**Source**

== == ==

Faced with 'eye popping' deficit, Reagan may pare Pentagon budget
The Pentagon's budget is running a collision course with the nation's Treasury deficit. President Reagan is under strongest pressure from his Cabinet and associates to cut defense expenditures. At the same time, political demands are mounting in Congress for more federal aid to the unemployed.
Four former United States Treasury secretaries are scheduled to testify today (Jan. 10) on the increasing strains on the global economy before a Senate subcommittee under Sen. Charles McC. Mathias Jr. (R) of Maryland. They are former secretaries Henry H. Fowler, William E. Simon, W. Michael Blumenthal, and G. William Miller. Some assert the world is threatened by a ''debt bomb'' created by global recession and nations' record indebtedness.
In this complicated international crisis President Reagan must first propose his own budget solution and then fight for it through a disturbed Congress.
There appeared some signs last week that President Reagan might yield to intense pressure within his official family to seek defense cuts. Washington waited breathlessly for the White House reaction to the recommendations of a budget-drafting session held by Budget Director David A. Stockman.
Present was Defense Secretary Caspar W. Weinberger, who has heretofore demanded $247 billion for the Pentagon for the fiscal year 1984, which starts Oct. 1. This is part of the overall Reagan schedule of $1.6 trillion for five years. Now Mr. Weinberger agrees to try to cut military spending as much as $11 billion. Uncertain is Mr. Reagan's reaction.

== == ==

**Input**
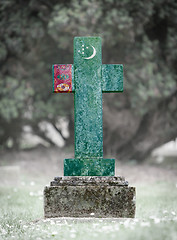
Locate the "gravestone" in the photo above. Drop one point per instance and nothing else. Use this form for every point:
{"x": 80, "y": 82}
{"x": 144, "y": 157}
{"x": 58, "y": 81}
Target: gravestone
{"x": 88, "y": 187}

== == ==

**Tasks for this exercise**
(a) In the Pentagon budget article, how much has Defense Secretary Weinberger now agreed to try to cut from military spending?
(b) Rewrite every line of the rows, requests included, shifting each coordinate in the answers up by 82. Leave out the pictures.
The Pentagon budget article has nothing to do with the rows.

**Task responses**
(a) As much as $11 billion.

(b)
Locate the "gravestone" in the photo above. Drop one point per instance and nothing else. Use this form for every point:
{"x": 80, "y": 82}
{"x": 144, "y": 157}
{"x": 58, "y": 81}
Target: gravestone
{"x": 170, "y": 269}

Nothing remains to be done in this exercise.